## [Instructions for the task]
Rewrite the records below with every "Mark" changed to "Locate" and all other text left as it is.

## [Dataset records]
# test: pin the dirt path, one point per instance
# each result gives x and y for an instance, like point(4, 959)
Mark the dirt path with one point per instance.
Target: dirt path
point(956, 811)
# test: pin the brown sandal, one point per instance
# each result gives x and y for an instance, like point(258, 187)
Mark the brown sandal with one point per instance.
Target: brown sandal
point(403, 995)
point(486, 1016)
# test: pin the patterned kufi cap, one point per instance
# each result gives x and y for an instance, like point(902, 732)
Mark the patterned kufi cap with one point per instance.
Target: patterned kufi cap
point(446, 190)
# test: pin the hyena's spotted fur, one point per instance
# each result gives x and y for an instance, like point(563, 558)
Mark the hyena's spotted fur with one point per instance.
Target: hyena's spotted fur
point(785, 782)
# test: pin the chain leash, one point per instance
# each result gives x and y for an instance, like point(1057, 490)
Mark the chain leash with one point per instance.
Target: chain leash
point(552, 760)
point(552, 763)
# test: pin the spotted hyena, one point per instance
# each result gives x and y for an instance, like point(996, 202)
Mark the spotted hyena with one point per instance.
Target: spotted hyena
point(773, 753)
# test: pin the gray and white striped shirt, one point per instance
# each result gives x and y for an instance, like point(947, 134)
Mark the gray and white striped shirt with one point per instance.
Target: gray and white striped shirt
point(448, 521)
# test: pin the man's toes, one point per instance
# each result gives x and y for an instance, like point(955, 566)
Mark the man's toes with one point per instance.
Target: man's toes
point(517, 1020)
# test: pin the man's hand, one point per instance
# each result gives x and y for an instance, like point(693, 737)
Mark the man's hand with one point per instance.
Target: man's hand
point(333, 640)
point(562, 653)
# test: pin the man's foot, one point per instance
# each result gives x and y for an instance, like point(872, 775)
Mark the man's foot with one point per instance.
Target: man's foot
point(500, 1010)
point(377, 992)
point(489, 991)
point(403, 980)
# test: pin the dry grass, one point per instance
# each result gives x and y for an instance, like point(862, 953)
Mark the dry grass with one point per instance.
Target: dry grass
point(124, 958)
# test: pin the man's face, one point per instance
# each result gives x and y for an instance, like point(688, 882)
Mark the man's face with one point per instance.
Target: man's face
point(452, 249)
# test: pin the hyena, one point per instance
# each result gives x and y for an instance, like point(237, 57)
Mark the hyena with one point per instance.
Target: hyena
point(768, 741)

## [Correct result]
# test: pin the dirt path, one point per instance
# each result gives x and y for an instance, like point(4, 959)
Locate the dirt path with one point per instance.
Target: dirt path
point(956, 811)
# test: pin the brown sandal, one point per instance
# each result gives x and y for an instance, like point(258, 187)
Locate the brown sandal with one point per instance.
Target: brown sandal
point(403, 995)
point(486, 1016)
# test: pin the patterned kufi cap, one point per instance
# each result gives x and y for an instance, like point(902, 732)
Locate the patterned kufi cap with one point per instance.
Target: patterned kufi cap
point(446, 190)
# test: pin the hyena's spotted fur, one point per instance
# each result gives x and y for an instance, like point(563, 558)
Locate the hyena's spotted fur with one point per instance.
Target: hyena's spotted fur
point(785, 782)
# test: pin the chain leash, one point per instance
# each result gives x and y for an instance, like point(1057, 490)
Locate the chain leash with one point per instance.
Target: chain leash
point(552, 760)
point(552, 763)
# test: pin the spotted hyena, one point per instance
# each result gives x and y for an instance, like point(996, 202)
Locate the spotted hyena with one point per instance.
Target: spotted hyena
point(773, 753)
# test: pin the gray and white striped shirt, one point per instance
# each result gives x and y for an instance, like point(947, 134)
Locate the gray and white striped shirt with one point per instance.
Target: gray and white striped shirt
point(448, 521)
# test: pin the man's toes, one point per instance
# each result gives x and y for an instance, like point(955, 566)
Locate the man's toes with one point per instance.
Target: man's toes
point(517, 1020)
# test: pin the man's hand, one point per instance
# each result gives x and y for an instance, like point(693, 737)
Locate the man's hand with one point per instance.
Target: man's hand
point(333, 640)
point(562, 653)
# test: pin the man's foot, one point per instance
# each result gives x and y for an instance, like point(872, 775)
Locate the man's foot with one point per instance.
Target: man's foot
point(500, 1010)
point(377, 992)
point(489, 991)
point(403, 980)
# test: pin the dry grass, one point per instance
# each result gives x and y for an instance, like point(862, 953)
Locate the dry grass with one point per instance.
Target: dry grass
point(124, 958)
# test: pin the man's face, one point per instance
# each result gives x and y for an instance, like point(688, 882)
Locate the man's face with one point per instance.
Target: man's face
point(452, 249)
# test: pin the hyena, one point per instance
# each result gives x and y for an instance, like point(237, 57)
Locate the hyena with one point per instance.
Target: hyena
point(768, 741)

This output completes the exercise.